• _Fragmento del documento_
Por: SEGISFREDO INFANTE

            Varios autores y colegas han comentado, y comentarán, la obra cuentística, teatral, profesoral y cinematográfica de Eduardo Bähr, de tal modo que nuestro artículo podría ser uno más, entre tantos otros. Pero el fallecimiento de uno de los narradores más prestigiosos de la llamada “vanguardia de la literatura” hibuerense, merece que me detenga a colocar un ramillete sencillo sobre una corona fúnebre abundante. Así que me concentraré en rememorar aquellos encuentros ocasionales con el amigo, desde que nos conocimos en el viejo Paraninfo de la Universidad Nacional Autónoma de Honduras, en una presentación de teatro popular, allá por la década del setenta.  

            Eduardo Bähr será de grata recordación para aquellos que lo conocimos en distintas fases y facetas de su vida personal e intelectual. La segunda vez que nos encontramos, siempre en los años setenta, sucedió en una fiesta de profesores y dirigentes estudiantiles de secundaria. Los estudiantes representados éramos Aníbal Barrow (QEPD), Ana Varela y el autor de estos renglones. La mayor parte de los profesores provenía de la vieja “Escuela Superior del Profesorado”. Eduardo era un hombre joven, simpático, un poco pálido y excesivamente delgado.

            El tercer encuentro memorable con Eduardo Bähr ocurrió cuando el hombre recién había retornado de realizar unos estudios en Estados Unidos, también en el segundo lustro de la década del setenta. En su retorno hablaba de autores como Jorge Luis Borges y Ray Bradbury, escritores que por aquellos días eran poco mencionados en nuestro restringido medio catracho. Aunque seguíamos viéndonos ocasionalmente, a comienzos de la década del noventa elaboré sobre la marcha un dictamen favorable sobre su libro atractivo “El Diablillo Achís”. Eduardo le insistió al licenciado Oscar Cerrato, a la sazón director de la vieja Editorial Universitaria (1991), que dicho dictamen se introdujera como prefacio de la obra. Al final el dictamen se incluyó (contra mis deseos) en las páginas de la primera edición del libro juvenil, suceso que se convirtió en motivo de escarnio contra mi persona y la casa editora, en capillas ardientes y transitorias de nuestro medio lugareño.

            Una sola vez, en el segundo quinquenio de la reiterada década del setenta, le hice un reclamo respetuoso por los resultados de un concurso universitario de narrativa, en el cual había participado un discípulo y admirador suyo, y amigo muy cercano nuestro. Educadamente me explicó que la persona que habían premiado estaba pasando por una situación económica precaria, y que era indispensable auxiliarle. Y que lo disculpara con el discípulo aludido. Nunca más hubo reclamos. Ni de una parte ni de la otra. Excepto silencios, saludos, conversaciones rápidas y apretones de manos.

            A mediados de la década del noventa Eduardo Bähr me invitó, de modo inesperado, a ofrecer una charla sobre mi poesía en la Universidad Pedagógica Nacional “Francisco Morazán”. Como aquella conversación con sus alumnos discurrió por caminos confidenciales, la situación resultó sincera y cargada de gratuidad. En aquel contexto conocí a la profesora Ubelia Celis, quien después llegaba con mucha frecuencia a mi oficina universitaria, por temas, creo, relacionados con la promoción de libros.

• _Completa lo siguiente_
**1)** Según el fragmento sobre Eduardo Bähr, ¿en qué lugar y en qué ocasión se conocieron el autor del artículo y Bähr?
**2)** Escribe la continuación del fragmento sobre Eduardo Bähr a partir de su última oración.
Las líneas que aparecen a continuación no tienen relación con el fragmento sobre Eduardo Bähr.

• _Extractos de datos_
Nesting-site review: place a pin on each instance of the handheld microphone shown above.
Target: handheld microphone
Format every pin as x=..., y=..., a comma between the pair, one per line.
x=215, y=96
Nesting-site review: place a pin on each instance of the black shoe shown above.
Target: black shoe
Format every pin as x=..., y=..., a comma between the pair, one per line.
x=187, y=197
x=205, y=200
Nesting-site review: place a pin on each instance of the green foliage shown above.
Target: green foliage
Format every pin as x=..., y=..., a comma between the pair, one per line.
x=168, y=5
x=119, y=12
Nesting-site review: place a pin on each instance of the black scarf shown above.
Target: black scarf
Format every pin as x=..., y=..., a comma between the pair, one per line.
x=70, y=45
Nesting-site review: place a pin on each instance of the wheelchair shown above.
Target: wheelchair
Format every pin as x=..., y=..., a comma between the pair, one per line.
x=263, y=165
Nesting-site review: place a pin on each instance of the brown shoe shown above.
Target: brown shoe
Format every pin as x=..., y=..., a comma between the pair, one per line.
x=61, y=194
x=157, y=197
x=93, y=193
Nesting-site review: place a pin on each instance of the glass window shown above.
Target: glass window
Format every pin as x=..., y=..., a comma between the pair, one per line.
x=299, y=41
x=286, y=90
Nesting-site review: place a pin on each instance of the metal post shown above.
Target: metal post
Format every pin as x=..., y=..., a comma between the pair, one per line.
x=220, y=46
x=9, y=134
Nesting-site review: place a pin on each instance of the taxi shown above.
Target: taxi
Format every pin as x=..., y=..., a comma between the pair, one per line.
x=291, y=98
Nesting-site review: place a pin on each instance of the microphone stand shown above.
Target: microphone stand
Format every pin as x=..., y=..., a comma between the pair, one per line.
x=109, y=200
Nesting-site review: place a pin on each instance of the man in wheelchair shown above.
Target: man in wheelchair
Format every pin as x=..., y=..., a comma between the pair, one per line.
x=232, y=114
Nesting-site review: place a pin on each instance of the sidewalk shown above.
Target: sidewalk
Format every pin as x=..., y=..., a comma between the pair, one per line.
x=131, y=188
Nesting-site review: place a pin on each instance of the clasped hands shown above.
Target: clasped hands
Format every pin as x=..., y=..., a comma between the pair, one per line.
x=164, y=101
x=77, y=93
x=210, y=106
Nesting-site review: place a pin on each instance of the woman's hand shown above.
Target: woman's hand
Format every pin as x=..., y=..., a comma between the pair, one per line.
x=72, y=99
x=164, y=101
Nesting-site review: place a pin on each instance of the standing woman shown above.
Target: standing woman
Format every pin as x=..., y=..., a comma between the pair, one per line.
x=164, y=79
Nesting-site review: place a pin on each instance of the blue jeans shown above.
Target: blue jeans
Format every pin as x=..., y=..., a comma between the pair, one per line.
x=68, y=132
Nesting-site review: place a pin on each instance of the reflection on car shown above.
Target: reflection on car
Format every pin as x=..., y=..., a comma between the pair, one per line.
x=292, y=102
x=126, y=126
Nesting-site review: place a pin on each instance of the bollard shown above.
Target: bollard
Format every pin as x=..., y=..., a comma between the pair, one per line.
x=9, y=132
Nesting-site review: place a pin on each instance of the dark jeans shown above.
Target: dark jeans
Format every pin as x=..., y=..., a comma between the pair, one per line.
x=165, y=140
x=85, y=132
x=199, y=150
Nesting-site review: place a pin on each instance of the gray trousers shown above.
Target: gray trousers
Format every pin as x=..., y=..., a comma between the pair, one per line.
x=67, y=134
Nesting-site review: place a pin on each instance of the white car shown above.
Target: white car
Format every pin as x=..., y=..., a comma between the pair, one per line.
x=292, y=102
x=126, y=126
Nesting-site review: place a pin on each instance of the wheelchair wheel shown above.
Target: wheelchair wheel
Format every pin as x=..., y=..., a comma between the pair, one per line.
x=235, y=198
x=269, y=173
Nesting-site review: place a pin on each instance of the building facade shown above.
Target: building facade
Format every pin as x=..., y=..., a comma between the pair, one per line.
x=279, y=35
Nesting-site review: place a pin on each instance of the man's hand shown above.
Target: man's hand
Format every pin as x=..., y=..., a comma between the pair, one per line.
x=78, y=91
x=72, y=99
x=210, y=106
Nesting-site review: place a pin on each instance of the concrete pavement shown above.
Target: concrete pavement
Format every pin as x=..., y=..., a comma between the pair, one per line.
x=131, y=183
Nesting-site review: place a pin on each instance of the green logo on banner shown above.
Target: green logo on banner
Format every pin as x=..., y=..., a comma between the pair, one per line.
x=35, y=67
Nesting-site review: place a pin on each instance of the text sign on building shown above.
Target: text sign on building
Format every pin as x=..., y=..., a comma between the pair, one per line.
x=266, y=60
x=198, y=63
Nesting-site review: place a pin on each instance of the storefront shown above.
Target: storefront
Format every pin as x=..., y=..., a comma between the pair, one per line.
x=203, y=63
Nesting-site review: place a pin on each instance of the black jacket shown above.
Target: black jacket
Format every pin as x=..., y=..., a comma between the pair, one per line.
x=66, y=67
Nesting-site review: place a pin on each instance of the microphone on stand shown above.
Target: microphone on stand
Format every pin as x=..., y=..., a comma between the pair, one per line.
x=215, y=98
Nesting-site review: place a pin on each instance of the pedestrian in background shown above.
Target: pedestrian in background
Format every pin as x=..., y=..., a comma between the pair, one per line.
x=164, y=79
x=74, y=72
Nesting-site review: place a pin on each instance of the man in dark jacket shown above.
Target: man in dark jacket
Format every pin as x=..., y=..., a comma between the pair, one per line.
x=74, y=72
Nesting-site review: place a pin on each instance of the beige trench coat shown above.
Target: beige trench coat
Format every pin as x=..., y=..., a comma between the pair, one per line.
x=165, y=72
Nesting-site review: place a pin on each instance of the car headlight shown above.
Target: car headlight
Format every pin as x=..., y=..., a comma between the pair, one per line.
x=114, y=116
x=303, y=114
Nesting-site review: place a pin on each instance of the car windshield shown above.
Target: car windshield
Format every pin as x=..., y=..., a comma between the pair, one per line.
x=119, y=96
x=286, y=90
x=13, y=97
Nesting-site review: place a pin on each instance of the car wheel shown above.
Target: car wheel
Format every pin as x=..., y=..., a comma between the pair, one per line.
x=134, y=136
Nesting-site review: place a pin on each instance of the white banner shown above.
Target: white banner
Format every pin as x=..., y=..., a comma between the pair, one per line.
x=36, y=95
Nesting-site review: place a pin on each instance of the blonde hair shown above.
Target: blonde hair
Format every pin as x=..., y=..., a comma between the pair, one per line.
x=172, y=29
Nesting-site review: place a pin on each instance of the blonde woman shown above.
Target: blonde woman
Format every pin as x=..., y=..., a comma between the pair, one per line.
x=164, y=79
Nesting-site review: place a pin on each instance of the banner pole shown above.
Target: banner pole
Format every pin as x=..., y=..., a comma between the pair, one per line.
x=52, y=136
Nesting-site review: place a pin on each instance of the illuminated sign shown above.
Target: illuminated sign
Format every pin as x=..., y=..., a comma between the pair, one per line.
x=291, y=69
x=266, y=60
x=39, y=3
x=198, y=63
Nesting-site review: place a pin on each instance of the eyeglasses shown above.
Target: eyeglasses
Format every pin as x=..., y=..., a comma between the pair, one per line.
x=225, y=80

• _Respuestas_
**1)** En el viejo Paraninfo de la Universidad Nacional Autónoma de Honduras, durante una presentación de teatro popular en la década del setenta.

**2)**
            Años más tarde fui a la casa de Eduardo, con el propósito de invitarlo a ofrecer una charla sobre literatura infantil, en el colegio “Abraham Lincoln”, de Tegucigalpa, en donde estudiaban mis pequeñas hijas. La conversación entre Bähr y los chicos (de ambos sexos) fue divertidísima. Todo mundo quedó contento; o por lo menos satisfecho. Después las relaciones entre nosotros dos se enfriaron, paulatina y misteriosamente. 

            Sin embargo, en nuestro penúltimo encuentro, en una reunión del “Consejo Hondureño de la Cultura Juan Ramón Molina”, dirigida por Mario Hernán Ramírez (QEPD) y realizada en la Biblioteca Nacional el 21 de agosto de 2019, nunca olvidaré que me quedó mirando fijamente, luego se levantó de su sillón y me regaló un abrazo prolongado como nunca antes lo había hecho. Le salía del corazón. Entonces pensé que en el fondo Eduardo Bärh era un hombre bueno, que a veces se dejaba ennavajar, pero que al final sabía apreciar quién era quién en el medio intelectual hondureño.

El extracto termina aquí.